Given text:
>> Begin

# Clarification of the proof involving the regularity condition in Master Theorem

I was going the text Introduction to Algorithms by Cormen Et. al. Where I came across the following statement in the proof of the third case of the Master’s Theorem.

(Master theorem) Let $$a \geqslant 1$$ and $$b > 1$$ be constants, let $$f(n)$$ be a function, and let $$T (n)$$ be deﬁned on the nonnegative integers by the recurrence( the recursion divides a problem of size $$n$$ into $$a$$ problems of size $$n/b$$ each and takes $$f(n)$$ for the divide and combine)

$$T(n) = aT(n/b)+ f (n)$$ ;

where we interpret $$n/b$$ to mean either $$\lceil b/n \rceil$$ or $$\lfloor b/n \rfloor$$. Then $$T(n)$$ has the following asymptotic bounds:

1. If $$f(n)=O (n^{log_ba – \epsilon})$$ for some constant $$\epsilon > 0$$, then $$T(n)=\Theta (n^{log_ba})$$.

2. If $$f(n)=\Theta (n^{log_ba})$$, then $$T(n)=\Theta (n^{log_ba}lg n)$$

3. If $$f(n)=\Omega (n^{log_ba + \epsilon})$$ for some constant $$\epsilon > 0$$, and if $$af(n/b) \leqslant cf(n)$$ for some constant $$c < 1$$ and all sufﬁciently large n, then $$T(n)=\Theta (f(n))$$.

>> End

Job A: According to the master theorem post, what conditions are placed on the constants a and b?
Job B: Proceed with the master theorem post, writing on from the point after its statement of the third case.
The entries that come next are separate material and are not part of the master theorem post.

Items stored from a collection
>> Begin

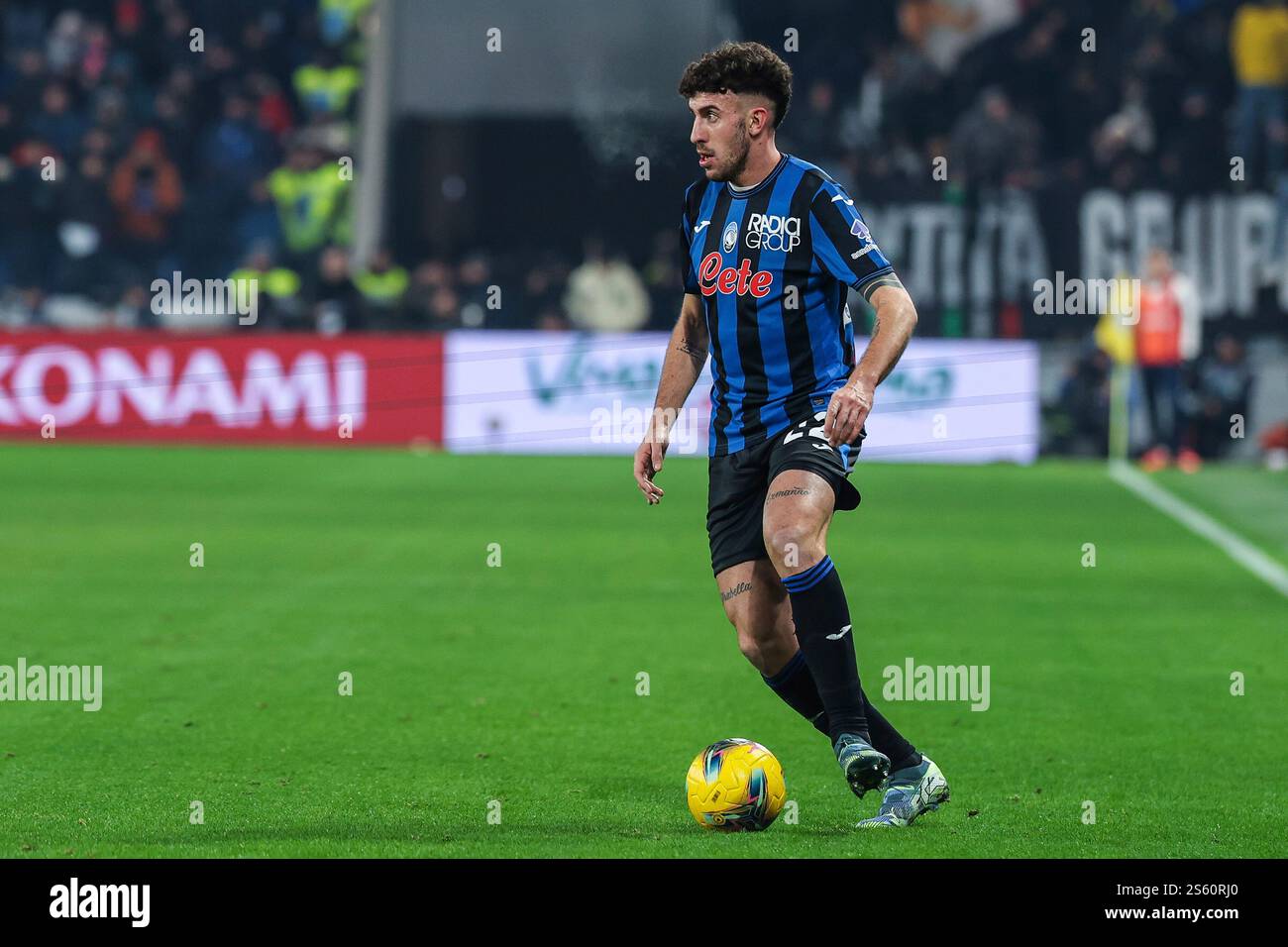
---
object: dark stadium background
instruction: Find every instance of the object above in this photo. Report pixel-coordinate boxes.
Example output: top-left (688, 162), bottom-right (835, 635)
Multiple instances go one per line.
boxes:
top-left (0, 0), bottom-right (1288, 866)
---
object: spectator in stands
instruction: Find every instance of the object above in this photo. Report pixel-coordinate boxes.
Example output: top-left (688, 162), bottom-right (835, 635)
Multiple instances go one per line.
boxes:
top-left (268, 143), bottom-right (351, 268)
top-left (1046, 346), bottom-right (1111, 458)
top-left (1136, 248), bottom-right (1202, 471)
top-left (292, 47), bottom-right (362, 116)
top-left (353, 248), bottom-right (408, 329)
top-left (228, 248), bottom-right (301, 331)
top-left (1231, 0), bottom-right (1288, 184)
top-left (564, 239), bottom-right (649, 333)
top-left (108, 129), bottom-right (183, 278)
top-left (949, 86), bottom-right (1039, 192)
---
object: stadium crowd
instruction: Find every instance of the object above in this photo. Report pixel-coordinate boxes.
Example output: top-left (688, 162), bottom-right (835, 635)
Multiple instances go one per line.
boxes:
top-left (0, 0), bottom-right (1288, 340)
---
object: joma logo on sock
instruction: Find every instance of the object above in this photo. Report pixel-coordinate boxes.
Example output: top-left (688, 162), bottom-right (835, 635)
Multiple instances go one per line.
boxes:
top-left (49, 878), bottom-right (152, 927)
top-left (881, 657), bottom-right (989, 710)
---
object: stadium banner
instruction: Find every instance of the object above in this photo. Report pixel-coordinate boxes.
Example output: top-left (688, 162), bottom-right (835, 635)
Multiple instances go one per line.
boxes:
top-left (0, 333), bottom-right (442, 446)
top-left (443, 331), bottom-right (1039, 464)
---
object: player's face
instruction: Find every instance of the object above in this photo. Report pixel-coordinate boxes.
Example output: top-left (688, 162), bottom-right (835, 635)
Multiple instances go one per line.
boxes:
top-left (690, 93), bottom-right (751, 180)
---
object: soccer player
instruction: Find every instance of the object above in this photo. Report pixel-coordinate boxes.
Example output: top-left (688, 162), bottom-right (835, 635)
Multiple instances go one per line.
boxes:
top-left (635, 43), bottom-right (948, 827)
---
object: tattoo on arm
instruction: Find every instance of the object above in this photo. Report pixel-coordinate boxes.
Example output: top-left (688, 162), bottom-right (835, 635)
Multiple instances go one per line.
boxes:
top-left (765, 487), bottom-right (811, 502)
top-left (675, 342), bottom-right (707, 362)
top-left (863, 273), bottom-right (903, 303)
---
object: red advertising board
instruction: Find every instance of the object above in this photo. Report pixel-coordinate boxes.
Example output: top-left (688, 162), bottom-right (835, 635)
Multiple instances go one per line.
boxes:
top-left (0, 333), bottom-right (443, 445)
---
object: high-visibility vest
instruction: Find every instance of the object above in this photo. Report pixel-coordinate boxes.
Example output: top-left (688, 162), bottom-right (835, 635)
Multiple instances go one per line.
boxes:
top-left (228, 266), bottom-right (300, 299)
top-left (268, 162), bottom-right (349, 253)
top-left (1136, 281), bottom-right (1181, 366)
top-left (353, 266), bottom-right (408, 303)
top-left (292, 64), bottom-right (362, 112)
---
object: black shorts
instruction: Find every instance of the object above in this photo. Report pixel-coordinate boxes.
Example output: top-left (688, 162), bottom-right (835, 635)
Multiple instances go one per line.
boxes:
top-left (707, 407), bottom-right (868, 575)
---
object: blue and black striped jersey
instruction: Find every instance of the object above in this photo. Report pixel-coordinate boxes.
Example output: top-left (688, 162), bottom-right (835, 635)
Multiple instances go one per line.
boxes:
top-left (682, 155), bottom-right (893, 456)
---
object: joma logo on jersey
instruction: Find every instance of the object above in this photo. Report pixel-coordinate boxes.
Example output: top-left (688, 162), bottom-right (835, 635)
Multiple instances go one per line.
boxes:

>> End

Written response A: The constant a must satisfy a ≥ 1, and the constant b must satisfy b > 1.

Written response B:
Now in the proof of Master’s Theorem with $$n$$ as exact power of $$b$$ the expression for $$T(n)$$ reduces to :

$$T(n)=\Theta(n^{log_ba})+\sum_{j=0}^{log_bn -1} a^jf(n/b^j)$$

Let us assume,

$$g(n)=\sum_{j=0}^{log_bn -1} a^jf(n/b^j)$$

Then for the proof of the 3rd case of the Master’s Theorem the authors prove that,

If $$a.f(n/b)\leqslant c.f(n)$$ for some constant $$c<1$$ and for all $$n\geqslant b$$ then $$g(n)=\Theta(f(n))$$

They say that as, $$a.f(n/b)\leqslant c.f(n) \implies f(n/b)\leqslant (c/a).f(n)$$ then interating $$j$$ times yeilds, $$f(n/b^j)\leqslant (c/a)^j.f(n)$$

I could not quite get the mathematics used behind iterating $$j$$ times.

Moreover I could not quite get the logic behind the assumption of $$n\geqslant b$$ for the situation that $$n$$ should be sufficiently large.(As the third case of the Master’s Theorem says).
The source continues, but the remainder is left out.